Start of GIVEN RECORDS
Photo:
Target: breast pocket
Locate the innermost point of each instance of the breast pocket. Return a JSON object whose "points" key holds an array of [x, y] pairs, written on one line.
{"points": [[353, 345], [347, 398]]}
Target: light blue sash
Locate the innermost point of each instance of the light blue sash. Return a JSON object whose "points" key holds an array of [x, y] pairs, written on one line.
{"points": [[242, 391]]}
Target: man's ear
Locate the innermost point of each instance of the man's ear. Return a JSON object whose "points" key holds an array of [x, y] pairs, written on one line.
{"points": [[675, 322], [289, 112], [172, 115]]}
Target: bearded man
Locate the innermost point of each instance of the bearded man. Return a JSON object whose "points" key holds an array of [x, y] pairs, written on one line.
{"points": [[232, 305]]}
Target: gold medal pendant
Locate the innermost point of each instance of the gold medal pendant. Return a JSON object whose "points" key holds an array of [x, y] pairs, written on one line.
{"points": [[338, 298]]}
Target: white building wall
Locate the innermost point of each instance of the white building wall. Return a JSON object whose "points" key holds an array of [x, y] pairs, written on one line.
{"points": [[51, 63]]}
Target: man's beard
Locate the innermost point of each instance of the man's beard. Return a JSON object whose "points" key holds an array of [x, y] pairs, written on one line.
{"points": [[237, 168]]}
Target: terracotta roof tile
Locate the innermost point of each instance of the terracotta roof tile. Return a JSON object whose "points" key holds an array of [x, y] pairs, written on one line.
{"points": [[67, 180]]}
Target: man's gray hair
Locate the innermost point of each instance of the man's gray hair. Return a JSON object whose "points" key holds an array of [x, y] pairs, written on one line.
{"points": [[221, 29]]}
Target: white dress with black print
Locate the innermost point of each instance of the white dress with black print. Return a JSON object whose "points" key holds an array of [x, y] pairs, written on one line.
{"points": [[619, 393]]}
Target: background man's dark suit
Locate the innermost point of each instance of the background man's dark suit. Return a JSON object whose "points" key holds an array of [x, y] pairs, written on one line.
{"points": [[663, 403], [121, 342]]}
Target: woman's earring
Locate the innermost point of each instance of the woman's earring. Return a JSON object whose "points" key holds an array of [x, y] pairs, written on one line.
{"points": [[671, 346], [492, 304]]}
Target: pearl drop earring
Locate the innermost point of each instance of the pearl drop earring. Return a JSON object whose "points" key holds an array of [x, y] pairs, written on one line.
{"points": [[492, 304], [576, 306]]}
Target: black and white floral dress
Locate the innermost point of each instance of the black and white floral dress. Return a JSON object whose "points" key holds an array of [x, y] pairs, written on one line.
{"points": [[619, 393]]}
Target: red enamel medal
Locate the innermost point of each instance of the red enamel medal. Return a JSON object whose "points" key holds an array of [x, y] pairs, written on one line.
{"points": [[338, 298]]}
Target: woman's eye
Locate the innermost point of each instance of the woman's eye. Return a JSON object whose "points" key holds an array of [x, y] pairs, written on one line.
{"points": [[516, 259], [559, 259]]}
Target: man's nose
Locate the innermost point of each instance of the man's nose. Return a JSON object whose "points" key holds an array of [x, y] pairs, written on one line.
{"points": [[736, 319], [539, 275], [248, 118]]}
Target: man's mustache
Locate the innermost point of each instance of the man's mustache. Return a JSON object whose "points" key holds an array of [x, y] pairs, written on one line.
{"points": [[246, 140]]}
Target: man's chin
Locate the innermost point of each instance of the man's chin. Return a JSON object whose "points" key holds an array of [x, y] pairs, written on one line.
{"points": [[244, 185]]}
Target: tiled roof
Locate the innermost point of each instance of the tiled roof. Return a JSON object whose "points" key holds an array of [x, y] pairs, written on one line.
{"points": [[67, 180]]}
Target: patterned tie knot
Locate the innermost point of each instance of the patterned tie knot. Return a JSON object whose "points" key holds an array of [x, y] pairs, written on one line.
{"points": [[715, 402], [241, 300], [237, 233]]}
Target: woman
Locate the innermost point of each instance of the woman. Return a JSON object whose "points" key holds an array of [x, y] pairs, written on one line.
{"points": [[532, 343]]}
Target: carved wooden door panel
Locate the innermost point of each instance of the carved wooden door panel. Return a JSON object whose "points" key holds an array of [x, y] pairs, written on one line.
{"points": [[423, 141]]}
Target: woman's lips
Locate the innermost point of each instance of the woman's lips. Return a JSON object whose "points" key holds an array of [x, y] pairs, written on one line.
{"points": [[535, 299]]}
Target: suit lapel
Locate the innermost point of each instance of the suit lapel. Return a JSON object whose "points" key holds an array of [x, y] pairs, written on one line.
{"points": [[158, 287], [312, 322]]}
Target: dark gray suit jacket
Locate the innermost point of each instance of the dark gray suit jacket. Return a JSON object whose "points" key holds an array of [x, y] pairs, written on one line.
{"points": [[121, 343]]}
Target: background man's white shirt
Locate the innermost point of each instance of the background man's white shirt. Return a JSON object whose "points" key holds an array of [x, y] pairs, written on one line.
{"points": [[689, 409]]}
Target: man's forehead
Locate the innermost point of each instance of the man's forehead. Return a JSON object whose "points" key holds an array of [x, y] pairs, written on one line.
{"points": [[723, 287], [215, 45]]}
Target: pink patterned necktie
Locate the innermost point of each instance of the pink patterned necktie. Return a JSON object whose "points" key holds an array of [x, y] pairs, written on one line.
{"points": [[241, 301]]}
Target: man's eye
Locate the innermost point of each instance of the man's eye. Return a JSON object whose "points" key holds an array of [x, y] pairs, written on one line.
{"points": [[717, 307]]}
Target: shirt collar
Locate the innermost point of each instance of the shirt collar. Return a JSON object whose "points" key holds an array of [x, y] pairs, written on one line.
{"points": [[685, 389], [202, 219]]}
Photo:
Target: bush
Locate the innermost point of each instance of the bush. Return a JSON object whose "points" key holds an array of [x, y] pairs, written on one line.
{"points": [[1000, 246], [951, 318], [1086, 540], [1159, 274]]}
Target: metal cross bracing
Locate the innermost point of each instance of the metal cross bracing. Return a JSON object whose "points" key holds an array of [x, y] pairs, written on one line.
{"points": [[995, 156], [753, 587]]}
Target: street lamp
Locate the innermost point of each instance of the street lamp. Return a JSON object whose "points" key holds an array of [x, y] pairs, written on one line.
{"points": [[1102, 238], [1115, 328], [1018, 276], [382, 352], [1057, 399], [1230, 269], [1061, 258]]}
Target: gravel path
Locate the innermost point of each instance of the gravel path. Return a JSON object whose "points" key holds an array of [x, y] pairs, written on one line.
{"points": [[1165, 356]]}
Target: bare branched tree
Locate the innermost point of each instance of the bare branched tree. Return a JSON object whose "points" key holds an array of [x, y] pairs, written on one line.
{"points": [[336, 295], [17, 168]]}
End of GIVEN RECORDS
TASK ITEM: Your answer must contain every line of the records, exactly.

TASK SOLUTION:
Photo:
Target: breast pocket
Locate the innermost point of each instance of the breast pocket. Return a JSON object whose "points" key holds an array of [x, y] pairs, written on one line.
{"points": [[353, 345], [347, 398]]}
Target: light blue sash
Locate the innermost point of each instance of the light blue sash. Return a JSON object whose "points" key holds an array of [x, y] pairs, written on one line.
{"points": [[242, 391]]}
Target: man's ear
Locate the innermost point of each instance of the man's ear. Return a JSON object whose "points" key holds an array of [x, y] pairs, written on one line.
{"points": [[675, 322], [289, 112], [172, 115]]}
Target: bearded man
Locate the innermost point of each instance of the bearded man. Return a JSON object whose "points" key holds an array of [x, y] pairs, written on one line.
{"points": [[232, 305]]}
Target: gold medal pendant
Locate the innermost point of each instance of the gold medal pendant. Return a JSON object whose "points" key holds an array of [x, y] pairs, written on one line.
{"points": [[338, 298]]}
Target: white building wall
Locate the innermost point of each instance of the white building wall. Return a JSON object whose "points" key holds an array of [x, y] pairs, written on one line.
{"points": [[51, 63]]}
Target: man's beard
Locate the innermost point of each instance of the man's beard. Return a JSON object whose "points" key holds an array of [x, y] pairs, written on one line.
{"points": [[237, 168]]}
Target: terracotta roof tile
Locate the innermost point of each instance of the terracotta roof tile. Return a JSON object whose "points" key holds an array of [x, y] pairs, written on one line.
{"points": [[67, 180]]}
Target: man's gray hair
Locate the innermost point of each instance of the man's gray hair. Return a JSON object whose "points" key holds an array of [x, y] pairs, written on one line.
{"points": [[221, 29]]}
Target: white dress with black print
Locate the innermost point of each instance of the white dress with black print. Return a JSON object whose "points" key holds an array of [x, y] pairs, written on one line.
{"points": [[619, 393]]}
Target: background man's dark suit
Locate the innermost point of each instance of the background man's dark suit. Return a JSON object whose "points" key holds an array of [x, y] pairs, written on one line.
{"points": [[663, 403], [121, 342]]}
Target: woman's earring
Locate the innermost point of each instance of the woman's earring. Return a JSON object whose "points" key holds an array of [x, y] pairs, written on one line.
{"points": [[671, 346], [492, 304]]}
Target: pearl drop earring
Locate the innermost point of each instance of the pearl drop earring. Return a JSON object whose "points" key holds an array of [x, y] pairs, written on one line.
{"points": [[492, 304], [576, 306]]}
Target: black and white floral dress
Locate the innermost point of each instance of the black and white floral dress. Return a JSON object whose "points" key holds an array of [x, y] pairs, written on one line.
{"points": [[619, 393]]}
Target: red enamel medal
Locate the innermost point of each instance of the red enamel medal. Return a JSON object whose "points" key holds an array of [x, y] pairs, written on one line.
{"points": [[338, 298]]}
Target: woman's eye
Locate the innermost point of each instance of the woman's eye. Return a JSON object whose "points" key holds an array of [x, y] pairs, written on one line.
{"points": [[516, 259], [559, 259]]}
Target: man's nose
Locate the innermost point of each instance of the man's nose. Return a JSON object whose "points" key holds an array of [x, y] pairs, written on one line.
{"points": [[736, 319], [539, 275], [248, 118]]}
Target: man's mustache
Locate the innermost point of each instance of the man's mustache. Return a JSON object whose "points" key holds an array of [x, y] pairs, written on one line.
{"points": [[246, 140]]}
Target: man's chin
Locate the innermost point of each instance of the man's chin. Return a JSON object whose "points" key holds an array of [x, y] pairs, written on one line.
{"points": [[244, 185]]}
Target: tiled roof
Locate the innermost point of each instance of the tiled roof. Return a JSON object whose "points" key holds an array of [x, y] pairs, written on one line.
{"points": [[67, 180]]}
Target: patterned tie knot
Locate the innermost point of each instance of the patterned tie knot. Return a JSON object whose "points" key holds an array of [x, y] pairs, written on one line.
{"points": [[715, 402], [241, 300], [237, 233]]}
Target: woman
Locate the innermost point of each instance of the woman. Return a JSON object whose "points" key holds an array of [x, y] pairs, written on one line.
{"points": [[532, 343]]}
Target: carved wooden door panel
Locate the innermost point of each instance of the carved wooden door panel. Return a JSON object whose "points" key holds an array of [x, y] pairs, written on one line.
{"points": [[423, 141]]}
Target: woman's lips
Locate the innermost point of each instance of the woman's lips. Return a JSON object whose "points" key holds an array of [x, y] pairs, written on one line.
{"points": [[535, 299]]}
Target: suit lapel
Locate the innermost point of each instance of the suit lapel. Return a JSON object whose "points" key holds an array of [x, y] pairs, written on one line.
{"points": [[158, 287], [312, 322]]}
Target: dark gray suit jacket
Locate the innermost point of each instance of the dark gray suit jacket. Return a JSON object whose "points" key holds an array of [x, y] pairs, written on one line.
{"points": [[121, 343]]}
Target: background man's white shirt
Locate the innermost point of each instance of the background man's white shirt. Return a JSON object whose "points" key holds an array of [x, y] pairs, written on one line.
{"points": [[689, 409]]}
Target: man's forehead
Locate the innermost point of each instance of the man's forehead. Return a JSON object whose "points" key holds an array of [x, y] pairs, written on one line.
{"points": [[723, 287], [215, 45]]}
Target: pink patterned necktie
Locate the innermost point of each instance of the pink patterned necktie. Return a JSON object whose "points" key holds an array of [x, y] pairs, written on one line.
{"points": [[241, 301]]}
Target: man's eye
Locate the innermost point of each instance of the man's eye. Return a JSON object whose "points" key holds an array of [x, y] pairs, written on one line.
{"points": [[717, 307]]}
Target: shirt collar
Locate the innermost point of each instance of the shirt collar. Return a JSON object whose "points" key holds an array of [x, y] pairs, written on one line.
{"points": [[685, 389], [202, 219]]}
Photo:
Target: bush
Locate the innermost point of each instance of the bush. Return a JSON object whose "points" key holds an array of [x, y] pairs, written on one line.
{"points": [[1000, 246], [951, 318], [1086, 540], [1159, 274]]}
Target: metal cross bracing
Locate the innermost point of each instance of the metal cross bracing. Return a JSON object whose "points" key holds an array of [x, y] pairs, written on one line.
{"points": [[995, 156], [753, 587]]}
Target: street lamp
Locate the innermost point of each instance of the street lamp. Return a JSON object whose "points" key holds an array of [x, y] pairs, written on one line.
{"points": [[1102, 238], [1115, 328], [1018, 276], [382, 352], [1057, 399], [1230, 269], [1061, 258]]}
Target: gravel path
Locate the innermost point of each instance of the gravel path. Return a JSON object whose "points" key holds an array of [x, y] pairs, written on one line.
{"points": [[1165, 356]]}
Target: bare branched tree
Locate the innermost point of each instance of the bare branched tree. Return a JSON object whose "points" key holds an array of [x, y] pairs, written on one line.
{"points": [[336, 295], [17, 168]]}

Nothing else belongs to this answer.